● **WRITTEN EXERCISE**: Rewrite the stretch from the first line through the line containing "329,1,985,817", putting "Matches" wherever "Locations" appears and leaving everything else the same.
Begin
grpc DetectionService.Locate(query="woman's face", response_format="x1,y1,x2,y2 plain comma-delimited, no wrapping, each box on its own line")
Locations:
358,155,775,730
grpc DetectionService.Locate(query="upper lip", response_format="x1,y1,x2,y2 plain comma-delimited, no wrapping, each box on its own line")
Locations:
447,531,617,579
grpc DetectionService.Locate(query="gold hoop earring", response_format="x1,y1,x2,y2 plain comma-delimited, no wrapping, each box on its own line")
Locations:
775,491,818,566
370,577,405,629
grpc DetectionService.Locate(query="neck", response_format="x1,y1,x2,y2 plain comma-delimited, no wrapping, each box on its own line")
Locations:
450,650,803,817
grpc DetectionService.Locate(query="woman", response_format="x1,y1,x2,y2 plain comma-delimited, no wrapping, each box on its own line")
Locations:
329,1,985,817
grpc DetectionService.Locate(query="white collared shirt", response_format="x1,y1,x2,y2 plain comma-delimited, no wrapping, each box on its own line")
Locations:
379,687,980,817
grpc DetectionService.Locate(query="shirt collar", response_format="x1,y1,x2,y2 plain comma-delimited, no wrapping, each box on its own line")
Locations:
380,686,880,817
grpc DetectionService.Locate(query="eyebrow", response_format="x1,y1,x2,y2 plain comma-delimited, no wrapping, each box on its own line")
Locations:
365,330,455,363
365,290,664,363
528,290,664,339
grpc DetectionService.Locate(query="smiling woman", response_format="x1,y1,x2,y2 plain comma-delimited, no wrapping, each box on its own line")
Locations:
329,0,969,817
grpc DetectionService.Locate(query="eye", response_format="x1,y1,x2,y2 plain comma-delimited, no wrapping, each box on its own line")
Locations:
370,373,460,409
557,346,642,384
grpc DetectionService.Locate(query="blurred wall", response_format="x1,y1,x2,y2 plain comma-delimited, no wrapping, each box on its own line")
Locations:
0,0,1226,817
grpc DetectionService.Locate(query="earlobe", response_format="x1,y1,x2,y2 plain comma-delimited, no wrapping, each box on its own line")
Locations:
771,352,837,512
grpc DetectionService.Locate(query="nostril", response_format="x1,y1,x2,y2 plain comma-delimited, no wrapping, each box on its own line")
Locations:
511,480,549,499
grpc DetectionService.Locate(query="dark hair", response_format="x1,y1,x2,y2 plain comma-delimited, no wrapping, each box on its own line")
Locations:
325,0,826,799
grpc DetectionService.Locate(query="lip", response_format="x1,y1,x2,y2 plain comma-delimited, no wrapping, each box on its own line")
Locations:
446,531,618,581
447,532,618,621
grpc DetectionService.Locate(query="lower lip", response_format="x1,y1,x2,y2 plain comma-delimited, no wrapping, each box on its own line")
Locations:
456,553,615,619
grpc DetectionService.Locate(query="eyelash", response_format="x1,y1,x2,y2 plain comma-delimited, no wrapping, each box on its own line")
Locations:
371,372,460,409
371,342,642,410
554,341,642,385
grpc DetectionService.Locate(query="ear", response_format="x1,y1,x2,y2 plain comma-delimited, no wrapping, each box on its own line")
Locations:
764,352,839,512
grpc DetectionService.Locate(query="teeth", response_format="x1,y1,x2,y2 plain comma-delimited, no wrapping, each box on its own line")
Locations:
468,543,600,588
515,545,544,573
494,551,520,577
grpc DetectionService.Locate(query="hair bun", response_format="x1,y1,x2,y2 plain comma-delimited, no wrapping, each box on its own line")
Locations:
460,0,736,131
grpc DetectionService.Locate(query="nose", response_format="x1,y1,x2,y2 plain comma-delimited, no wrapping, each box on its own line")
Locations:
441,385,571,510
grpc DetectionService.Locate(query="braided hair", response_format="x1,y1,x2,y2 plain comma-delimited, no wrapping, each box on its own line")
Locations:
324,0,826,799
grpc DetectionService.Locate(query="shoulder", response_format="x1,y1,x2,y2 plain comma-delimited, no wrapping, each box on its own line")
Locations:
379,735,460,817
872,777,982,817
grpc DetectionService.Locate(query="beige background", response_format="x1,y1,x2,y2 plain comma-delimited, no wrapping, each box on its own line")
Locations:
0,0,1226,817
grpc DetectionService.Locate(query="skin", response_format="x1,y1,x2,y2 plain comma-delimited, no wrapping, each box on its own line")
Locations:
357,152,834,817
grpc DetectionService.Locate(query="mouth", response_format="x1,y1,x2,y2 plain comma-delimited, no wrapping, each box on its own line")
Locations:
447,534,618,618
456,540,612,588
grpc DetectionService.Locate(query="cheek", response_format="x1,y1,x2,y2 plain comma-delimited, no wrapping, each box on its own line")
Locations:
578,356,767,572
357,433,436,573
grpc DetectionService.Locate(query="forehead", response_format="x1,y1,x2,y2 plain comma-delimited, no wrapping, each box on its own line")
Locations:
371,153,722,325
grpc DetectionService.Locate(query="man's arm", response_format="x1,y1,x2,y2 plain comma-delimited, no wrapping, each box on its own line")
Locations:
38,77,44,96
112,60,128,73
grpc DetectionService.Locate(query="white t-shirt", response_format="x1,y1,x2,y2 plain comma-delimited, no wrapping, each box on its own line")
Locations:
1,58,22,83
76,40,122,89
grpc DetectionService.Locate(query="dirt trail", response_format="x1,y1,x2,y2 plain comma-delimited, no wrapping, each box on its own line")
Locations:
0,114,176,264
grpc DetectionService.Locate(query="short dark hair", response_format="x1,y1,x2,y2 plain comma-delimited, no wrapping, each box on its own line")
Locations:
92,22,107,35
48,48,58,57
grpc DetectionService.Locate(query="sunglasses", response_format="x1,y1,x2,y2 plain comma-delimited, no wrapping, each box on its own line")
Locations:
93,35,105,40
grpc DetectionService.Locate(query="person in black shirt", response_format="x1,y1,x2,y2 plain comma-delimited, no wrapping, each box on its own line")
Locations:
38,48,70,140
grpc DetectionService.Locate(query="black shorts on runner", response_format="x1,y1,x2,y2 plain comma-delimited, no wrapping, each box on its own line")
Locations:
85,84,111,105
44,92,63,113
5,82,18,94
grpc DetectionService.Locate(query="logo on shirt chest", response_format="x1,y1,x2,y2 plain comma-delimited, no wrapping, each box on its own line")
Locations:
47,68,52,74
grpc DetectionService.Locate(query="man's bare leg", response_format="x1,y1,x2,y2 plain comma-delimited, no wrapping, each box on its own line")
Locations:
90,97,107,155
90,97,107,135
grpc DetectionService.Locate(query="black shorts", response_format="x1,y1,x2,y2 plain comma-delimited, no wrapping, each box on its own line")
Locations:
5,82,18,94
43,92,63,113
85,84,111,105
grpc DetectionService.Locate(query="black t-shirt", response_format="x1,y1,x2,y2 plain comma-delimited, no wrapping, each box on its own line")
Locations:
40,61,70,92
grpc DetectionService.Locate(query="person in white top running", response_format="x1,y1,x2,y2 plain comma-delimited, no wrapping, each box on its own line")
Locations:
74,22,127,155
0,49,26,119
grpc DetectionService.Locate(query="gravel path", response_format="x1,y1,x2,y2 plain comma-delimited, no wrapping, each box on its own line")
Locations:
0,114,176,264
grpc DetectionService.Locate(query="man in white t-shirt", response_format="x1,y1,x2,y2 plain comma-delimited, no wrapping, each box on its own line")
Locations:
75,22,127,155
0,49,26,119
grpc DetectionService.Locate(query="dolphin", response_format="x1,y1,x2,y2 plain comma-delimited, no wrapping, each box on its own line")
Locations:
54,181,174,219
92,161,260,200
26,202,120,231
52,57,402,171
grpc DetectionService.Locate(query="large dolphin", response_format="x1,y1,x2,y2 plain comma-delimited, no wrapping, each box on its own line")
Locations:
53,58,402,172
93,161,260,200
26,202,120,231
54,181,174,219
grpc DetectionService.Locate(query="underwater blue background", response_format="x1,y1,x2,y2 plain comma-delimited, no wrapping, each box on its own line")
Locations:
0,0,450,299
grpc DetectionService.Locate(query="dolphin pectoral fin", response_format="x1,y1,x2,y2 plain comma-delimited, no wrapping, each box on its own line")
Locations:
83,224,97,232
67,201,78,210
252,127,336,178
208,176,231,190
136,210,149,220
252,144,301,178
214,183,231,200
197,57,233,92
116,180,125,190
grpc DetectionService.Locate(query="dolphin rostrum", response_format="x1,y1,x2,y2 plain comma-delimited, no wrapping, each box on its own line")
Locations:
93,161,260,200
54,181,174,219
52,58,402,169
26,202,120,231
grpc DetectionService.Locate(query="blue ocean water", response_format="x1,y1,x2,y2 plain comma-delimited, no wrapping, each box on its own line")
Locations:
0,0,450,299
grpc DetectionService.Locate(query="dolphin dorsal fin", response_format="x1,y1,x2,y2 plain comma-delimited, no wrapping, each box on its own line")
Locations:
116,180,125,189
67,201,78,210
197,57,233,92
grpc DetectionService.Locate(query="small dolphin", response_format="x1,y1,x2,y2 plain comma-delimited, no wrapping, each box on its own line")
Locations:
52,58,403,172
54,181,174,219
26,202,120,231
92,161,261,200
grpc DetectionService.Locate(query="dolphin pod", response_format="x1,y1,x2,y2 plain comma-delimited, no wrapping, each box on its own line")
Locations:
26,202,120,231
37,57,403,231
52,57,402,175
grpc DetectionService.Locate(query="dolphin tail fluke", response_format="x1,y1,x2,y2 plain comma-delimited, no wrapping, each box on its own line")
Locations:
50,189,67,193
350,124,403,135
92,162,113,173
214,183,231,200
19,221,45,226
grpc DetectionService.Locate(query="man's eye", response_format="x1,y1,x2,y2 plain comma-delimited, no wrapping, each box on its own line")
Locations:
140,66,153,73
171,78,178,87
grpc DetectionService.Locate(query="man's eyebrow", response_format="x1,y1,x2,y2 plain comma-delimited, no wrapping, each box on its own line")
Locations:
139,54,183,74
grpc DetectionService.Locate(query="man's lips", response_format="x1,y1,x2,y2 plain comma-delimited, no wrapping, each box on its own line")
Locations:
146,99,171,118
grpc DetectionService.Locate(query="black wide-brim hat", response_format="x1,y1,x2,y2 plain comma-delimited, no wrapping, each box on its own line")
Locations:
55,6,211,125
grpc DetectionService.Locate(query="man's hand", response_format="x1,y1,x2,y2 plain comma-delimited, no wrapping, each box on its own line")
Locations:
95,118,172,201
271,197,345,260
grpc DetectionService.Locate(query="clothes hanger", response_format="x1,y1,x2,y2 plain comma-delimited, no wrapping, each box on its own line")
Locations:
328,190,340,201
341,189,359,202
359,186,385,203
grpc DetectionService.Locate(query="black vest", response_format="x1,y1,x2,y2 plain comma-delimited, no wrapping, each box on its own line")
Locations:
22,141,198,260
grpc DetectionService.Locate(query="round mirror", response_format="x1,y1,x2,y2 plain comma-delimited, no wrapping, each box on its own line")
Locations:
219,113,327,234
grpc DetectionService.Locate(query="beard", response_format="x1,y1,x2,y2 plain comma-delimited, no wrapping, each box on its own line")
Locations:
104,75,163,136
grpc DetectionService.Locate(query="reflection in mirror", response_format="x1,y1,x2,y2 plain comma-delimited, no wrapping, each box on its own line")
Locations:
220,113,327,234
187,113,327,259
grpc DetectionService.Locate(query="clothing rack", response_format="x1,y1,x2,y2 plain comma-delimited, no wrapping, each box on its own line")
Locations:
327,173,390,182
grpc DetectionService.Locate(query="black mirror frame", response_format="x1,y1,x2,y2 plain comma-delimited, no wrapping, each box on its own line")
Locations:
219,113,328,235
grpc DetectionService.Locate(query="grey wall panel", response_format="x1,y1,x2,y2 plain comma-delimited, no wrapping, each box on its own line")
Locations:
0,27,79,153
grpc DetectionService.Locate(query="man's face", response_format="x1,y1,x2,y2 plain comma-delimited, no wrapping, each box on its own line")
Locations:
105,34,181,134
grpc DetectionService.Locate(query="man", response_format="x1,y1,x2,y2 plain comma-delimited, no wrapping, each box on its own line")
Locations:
End
● **SOLUTION TO THE PROBLEM**:
grpc DetectionService.Locate(query="woman's face", response_format="x1,y1,x2,y2 plain comma-delimited, no wrapping, each box on its own line")
Matches:
358,155,775,730
grpc DetectionService.Locate(query="upper lip", response_format="x1,y1,x2,y2 plain comma-delimited, no wrapping, each box on its own line")
Matches:
447,531,617,579
grpc DetectionService.Locate(query="gold hoop earring", response_format="x1,y1,x2,y2 plain comma-delimited, no wrapping, each box on its own line")
Matches:
775,491,818,566
370,577,405,629
grpc DetectionService.Locate(query="neck", response_format="x1,y1,x2,y2 plain comma-delimited, no wrapping, each box on its own line")
Matches:
450,650,803,817
grpc DetectionService.Locate(query="woman", response_format="x1,y1,x2,y2 plain comma-delimited, no wrapping, each box on its own line")
Matches:
329,1,985,817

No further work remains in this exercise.